_Excerpt to read:_
From 1968 to 1971
The protests amongst students at TH Darmstadt at the end of the 1960s were neither explosive nor a mass phenomenon – nothing like the turmoil that reigned at the University of Frankfurt am Main. And yet: Darmstadt also saw go-ins, sit-ins and vociferous debates in overcrowded lecture halls. The themes were political liberation, peace and solidarity around the world, greater democracy in society and equal education opportunities, fundamental reform of academic education, and the dismantling of traditional university hierarchies (“Ordinarien-Universität”) in favour of emancipation and codetermination.
For over a year, the various groups at the university struggled for proportional representation and equitable membership of the Great Senate. In March1968, new university by-laws came into effect. In future, the director of administration would be referred to as Chancellor. In May 1969, the German state television channel ZDF reported live from TH Darmstadt: for the first time in the history of the Federal Republic, a university governing body composed of equal numbers of representatives of three groups was meeting to elect a board of directors.

_Work task 1:_
Copy the passage on TH Darmstadt from 1968 to 1971 between "From 1968 to" and "emancipation and codetermination.", inclusive.
_Work task 2:_
Answer these questions using the passage on TH Darmstadt from 1968 to 1971:
(a) At which university did turmoil reign that the Darmstadt protests were nothing like?
(b) Under the new university by-laws, what title would the director of administration carry?
(c) Which German state television channel reported live from TH Darmstadt in May 1969?
_Work task 3:_
Continue the passage on TH Darmstadt from 1968 to 1971, picking up after its final sentence.

(Object descriptions in free text)
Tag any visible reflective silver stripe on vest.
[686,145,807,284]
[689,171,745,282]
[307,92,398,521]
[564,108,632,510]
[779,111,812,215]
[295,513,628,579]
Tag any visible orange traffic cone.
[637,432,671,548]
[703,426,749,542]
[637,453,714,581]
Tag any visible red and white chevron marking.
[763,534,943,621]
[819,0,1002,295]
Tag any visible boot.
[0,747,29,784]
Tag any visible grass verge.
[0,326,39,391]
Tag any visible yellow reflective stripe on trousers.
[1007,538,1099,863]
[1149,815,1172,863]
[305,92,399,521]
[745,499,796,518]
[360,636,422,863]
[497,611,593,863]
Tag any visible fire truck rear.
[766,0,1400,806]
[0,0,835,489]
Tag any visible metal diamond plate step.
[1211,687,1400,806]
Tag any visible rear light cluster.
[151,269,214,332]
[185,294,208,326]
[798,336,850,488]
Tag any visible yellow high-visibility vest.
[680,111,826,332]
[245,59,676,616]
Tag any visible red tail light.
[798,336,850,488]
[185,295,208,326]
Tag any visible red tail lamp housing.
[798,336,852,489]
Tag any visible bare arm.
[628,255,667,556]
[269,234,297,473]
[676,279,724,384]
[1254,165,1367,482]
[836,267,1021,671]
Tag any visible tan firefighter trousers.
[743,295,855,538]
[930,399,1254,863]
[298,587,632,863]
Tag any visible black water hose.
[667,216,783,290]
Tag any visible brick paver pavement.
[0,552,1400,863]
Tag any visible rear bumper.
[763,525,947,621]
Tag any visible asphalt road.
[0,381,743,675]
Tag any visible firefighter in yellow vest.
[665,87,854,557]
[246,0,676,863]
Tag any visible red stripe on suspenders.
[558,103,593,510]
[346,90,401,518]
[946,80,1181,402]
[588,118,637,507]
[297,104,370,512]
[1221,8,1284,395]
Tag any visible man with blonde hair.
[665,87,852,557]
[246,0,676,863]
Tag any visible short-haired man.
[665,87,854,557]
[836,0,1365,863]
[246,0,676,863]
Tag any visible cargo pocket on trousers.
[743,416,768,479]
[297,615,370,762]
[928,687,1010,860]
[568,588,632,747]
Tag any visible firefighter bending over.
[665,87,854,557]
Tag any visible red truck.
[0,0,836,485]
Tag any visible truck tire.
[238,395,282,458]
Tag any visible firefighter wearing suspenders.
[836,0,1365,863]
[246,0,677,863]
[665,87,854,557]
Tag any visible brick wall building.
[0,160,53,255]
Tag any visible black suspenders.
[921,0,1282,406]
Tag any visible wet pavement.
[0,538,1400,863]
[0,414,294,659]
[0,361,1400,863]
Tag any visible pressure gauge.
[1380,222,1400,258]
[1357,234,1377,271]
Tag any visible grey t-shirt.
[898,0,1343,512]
--
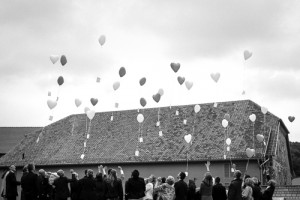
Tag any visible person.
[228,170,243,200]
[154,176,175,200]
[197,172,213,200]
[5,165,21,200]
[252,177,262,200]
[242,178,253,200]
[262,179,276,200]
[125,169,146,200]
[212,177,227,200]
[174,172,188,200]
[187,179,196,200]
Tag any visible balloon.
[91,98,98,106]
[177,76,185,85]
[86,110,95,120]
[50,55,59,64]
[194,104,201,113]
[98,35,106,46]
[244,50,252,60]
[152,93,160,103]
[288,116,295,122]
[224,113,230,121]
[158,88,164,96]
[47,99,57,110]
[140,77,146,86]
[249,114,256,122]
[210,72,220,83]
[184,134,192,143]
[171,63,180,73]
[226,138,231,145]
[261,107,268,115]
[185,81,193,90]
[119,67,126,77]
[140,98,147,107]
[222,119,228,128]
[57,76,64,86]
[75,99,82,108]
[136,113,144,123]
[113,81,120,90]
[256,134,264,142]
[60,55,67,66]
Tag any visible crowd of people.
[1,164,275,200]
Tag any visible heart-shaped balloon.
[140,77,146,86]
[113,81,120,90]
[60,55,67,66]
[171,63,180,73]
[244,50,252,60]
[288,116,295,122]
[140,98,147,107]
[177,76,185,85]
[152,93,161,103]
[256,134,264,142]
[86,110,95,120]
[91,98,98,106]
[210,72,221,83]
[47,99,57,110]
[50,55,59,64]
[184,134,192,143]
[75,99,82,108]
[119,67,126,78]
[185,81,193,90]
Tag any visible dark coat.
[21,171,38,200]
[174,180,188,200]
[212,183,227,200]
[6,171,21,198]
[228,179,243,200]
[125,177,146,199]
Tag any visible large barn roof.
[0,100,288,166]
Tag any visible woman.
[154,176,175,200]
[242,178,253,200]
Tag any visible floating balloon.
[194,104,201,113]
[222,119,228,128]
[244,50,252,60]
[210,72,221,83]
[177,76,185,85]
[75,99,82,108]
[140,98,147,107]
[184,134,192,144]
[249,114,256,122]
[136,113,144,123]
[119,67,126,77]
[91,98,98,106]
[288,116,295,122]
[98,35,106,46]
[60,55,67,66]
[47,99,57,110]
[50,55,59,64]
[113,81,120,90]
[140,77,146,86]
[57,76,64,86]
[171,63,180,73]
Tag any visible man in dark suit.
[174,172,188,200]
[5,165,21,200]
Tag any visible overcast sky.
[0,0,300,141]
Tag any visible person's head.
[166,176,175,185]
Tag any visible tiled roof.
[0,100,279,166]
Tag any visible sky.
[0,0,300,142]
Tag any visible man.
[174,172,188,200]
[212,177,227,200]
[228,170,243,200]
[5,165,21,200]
* * *
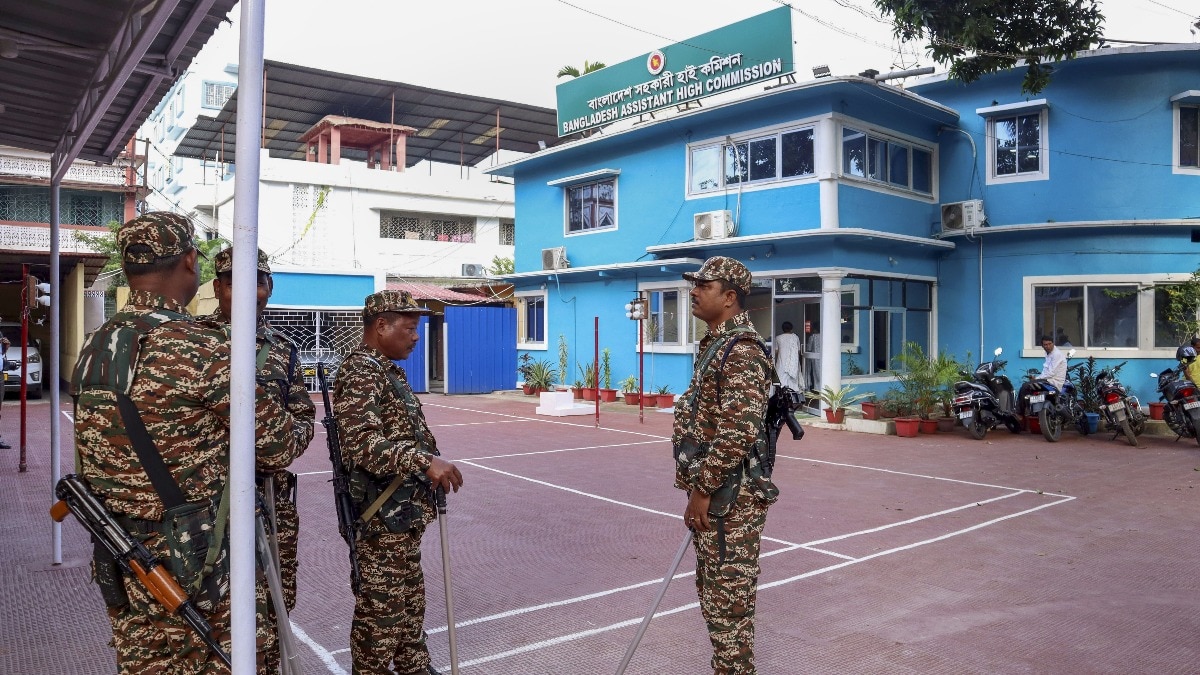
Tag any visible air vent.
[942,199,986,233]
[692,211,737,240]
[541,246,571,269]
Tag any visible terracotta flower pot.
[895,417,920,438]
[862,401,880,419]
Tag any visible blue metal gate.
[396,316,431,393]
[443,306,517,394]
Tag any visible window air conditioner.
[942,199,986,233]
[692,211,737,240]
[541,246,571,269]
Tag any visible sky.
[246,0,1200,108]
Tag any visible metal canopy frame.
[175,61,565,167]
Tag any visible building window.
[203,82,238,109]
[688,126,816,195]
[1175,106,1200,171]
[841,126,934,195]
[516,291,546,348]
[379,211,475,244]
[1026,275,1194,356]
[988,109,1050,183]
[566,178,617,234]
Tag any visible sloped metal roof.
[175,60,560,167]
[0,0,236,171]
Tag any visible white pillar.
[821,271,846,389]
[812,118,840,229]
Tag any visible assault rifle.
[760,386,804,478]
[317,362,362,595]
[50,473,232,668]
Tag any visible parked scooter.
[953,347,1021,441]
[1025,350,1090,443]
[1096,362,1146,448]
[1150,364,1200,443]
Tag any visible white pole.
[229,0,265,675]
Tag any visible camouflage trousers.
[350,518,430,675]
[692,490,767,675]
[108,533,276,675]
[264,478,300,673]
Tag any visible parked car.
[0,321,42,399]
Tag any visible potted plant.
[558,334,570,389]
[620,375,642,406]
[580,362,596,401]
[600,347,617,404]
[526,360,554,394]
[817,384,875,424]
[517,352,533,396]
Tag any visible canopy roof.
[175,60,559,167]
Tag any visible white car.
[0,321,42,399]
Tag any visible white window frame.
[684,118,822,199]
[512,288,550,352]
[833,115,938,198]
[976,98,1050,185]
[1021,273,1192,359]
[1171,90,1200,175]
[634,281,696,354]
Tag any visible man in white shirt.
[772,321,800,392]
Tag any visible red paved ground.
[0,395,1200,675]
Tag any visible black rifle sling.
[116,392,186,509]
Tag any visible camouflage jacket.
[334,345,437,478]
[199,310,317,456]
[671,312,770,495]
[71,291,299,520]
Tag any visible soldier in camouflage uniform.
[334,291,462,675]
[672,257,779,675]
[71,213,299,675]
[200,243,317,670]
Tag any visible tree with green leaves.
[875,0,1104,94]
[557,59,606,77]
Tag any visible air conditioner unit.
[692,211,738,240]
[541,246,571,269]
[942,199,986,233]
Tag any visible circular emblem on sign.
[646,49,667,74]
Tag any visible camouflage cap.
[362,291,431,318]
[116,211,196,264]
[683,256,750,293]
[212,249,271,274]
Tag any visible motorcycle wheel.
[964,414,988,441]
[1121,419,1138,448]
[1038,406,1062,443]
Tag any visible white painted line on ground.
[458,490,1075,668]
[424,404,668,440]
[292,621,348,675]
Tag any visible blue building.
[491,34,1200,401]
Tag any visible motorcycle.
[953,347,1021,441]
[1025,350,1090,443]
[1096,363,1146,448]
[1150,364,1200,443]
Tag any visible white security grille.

_Task response 1:_
From 1968 to 1971
The protests amongst students at TH Darmstadt at the end of the 1960s were neither explosive nor a mass phenomenon – nothing like the turmoil that reigned at the University of Frankfurt am Main. And yet: Darmstadt also saw go-ins, sit-ins and vociferous debates in overcrowded lecture halls. The themes were political liberation, peace and solidarity around the world, greater democracy in society and equal education opportunities, fundamental reform of academic education, and the dismantling of traditional university hierarchies (“Ordinarien-Universität”) in favour of emancipation and codetermination.

_Task response 2:_
(a) The University of Frankfurt am Main.
(b) Chancellor.
(c) ZDF.

_Task response 3:_
Reform and the first President
The TH Great Senate comprised 36 university teaching staff, 36 research staff and 36 students as well as 12 administrative and technical staff.
The enthusiasm lasted but a few months: In January 1970, the Higher Administrative Court of the Bundesland Hessen declared TH Darmstadt's new by-laws legally null and void on formal grounds. University Rector Professor Max Guther resigned in May 1970 in protest against the new University Law of the Bundesland Hessen, which he deemed not to be sufficiently liberal.
Nonetheless, the amendment accelerated university reform and promoted 'group university' structures: the administration merged into one central unit, faculties turned into newly-structured, self-governing departments. In 1971, the TH Council elected historian Professor Helmut Böhme the first President in the history of the university.